▸ **Instrucciones**: Selecciona y copia cada línea de los ítems de abajo que contenga la palabra "cuff".

▸ **Entradas de señalamiento de objetos etiquetados**:
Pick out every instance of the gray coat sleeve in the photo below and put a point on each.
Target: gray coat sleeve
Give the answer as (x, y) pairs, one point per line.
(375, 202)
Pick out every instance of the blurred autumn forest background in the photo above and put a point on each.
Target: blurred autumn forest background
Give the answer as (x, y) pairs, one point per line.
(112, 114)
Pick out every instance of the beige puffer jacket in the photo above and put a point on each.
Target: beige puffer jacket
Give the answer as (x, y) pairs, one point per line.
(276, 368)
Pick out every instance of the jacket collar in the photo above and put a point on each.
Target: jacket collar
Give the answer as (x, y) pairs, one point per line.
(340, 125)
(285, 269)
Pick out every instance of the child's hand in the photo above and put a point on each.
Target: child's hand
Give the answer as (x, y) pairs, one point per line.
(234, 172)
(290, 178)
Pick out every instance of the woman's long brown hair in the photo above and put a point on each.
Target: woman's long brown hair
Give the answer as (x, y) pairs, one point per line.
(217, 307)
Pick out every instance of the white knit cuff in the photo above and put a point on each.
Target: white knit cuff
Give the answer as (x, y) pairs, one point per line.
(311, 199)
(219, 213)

---

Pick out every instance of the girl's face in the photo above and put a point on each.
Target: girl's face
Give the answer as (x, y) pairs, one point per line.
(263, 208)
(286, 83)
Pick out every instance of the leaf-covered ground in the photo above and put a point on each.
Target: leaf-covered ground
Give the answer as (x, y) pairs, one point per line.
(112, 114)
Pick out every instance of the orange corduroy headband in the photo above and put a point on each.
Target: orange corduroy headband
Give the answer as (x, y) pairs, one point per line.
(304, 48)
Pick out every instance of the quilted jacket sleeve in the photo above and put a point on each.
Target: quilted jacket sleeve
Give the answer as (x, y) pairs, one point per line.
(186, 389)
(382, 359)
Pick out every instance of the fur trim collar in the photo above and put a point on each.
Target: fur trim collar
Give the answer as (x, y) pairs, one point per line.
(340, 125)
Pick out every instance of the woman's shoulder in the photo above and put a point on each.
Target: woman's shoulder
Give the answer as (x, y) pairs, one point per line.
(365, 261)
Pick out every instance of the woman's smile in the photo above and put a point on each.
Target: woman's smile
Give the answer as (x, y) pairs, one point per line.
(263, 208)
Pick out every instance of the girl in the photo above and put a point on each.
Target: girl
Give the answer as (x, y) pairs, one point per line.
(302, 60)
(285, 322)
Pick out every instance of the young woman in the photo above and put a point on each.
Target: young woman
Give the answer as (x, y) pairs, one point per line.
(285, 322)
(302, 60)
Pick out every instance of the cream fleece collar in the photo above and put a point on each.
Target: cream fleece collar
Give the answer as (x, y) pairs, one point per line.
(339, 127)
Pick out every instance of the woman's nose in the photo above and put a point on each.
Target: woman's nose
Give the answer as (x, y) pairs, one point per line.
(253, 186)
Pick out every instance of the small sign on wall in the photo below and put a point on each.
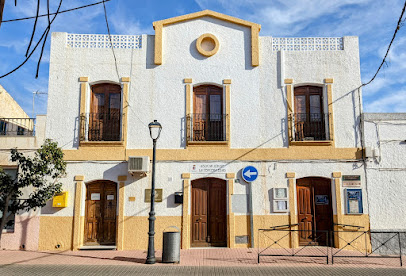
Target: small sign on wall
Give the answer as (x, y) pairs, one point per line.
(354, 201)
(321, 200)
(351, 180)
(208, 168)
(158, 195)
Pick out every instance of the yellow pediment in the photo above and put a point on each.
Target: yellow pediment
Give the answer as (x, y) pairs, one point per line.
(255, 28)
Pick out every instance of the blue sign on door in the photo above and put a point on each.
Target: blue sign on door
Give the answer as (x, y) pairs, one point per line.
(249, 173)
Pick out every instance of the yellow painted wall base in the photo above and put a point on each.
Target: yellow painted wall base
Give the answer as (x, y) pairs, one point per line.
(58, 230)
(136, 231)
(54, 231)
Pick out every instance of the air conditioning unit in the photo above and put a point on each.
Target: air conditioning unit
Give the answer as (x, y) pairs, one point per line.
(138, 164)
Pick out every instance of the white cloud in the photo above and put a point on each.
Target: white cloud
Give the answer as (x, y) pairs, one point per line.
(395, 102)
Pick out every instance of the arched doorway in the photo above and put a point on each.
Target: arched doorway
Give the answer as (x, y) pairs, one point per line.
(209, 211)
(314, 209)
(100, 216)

---

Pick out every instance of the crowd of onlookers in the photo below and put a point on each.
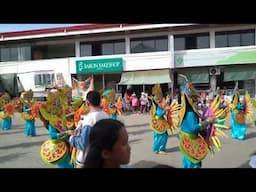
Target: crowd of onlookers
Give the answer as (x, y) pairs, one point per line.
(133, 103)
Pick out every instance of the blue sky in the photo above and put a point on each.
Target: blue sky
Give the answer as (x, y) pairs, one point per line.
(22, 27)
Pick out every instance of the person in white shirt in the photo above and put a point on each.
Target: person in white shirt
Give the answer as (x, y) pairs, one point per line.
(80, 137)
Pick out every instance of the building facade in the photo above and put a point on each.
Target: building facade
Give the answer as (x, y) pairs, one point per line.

▸ **Respuesta**:
Pick out every instance of the white knit cuff in the photo above and put a point on each.
Target: white knit cuff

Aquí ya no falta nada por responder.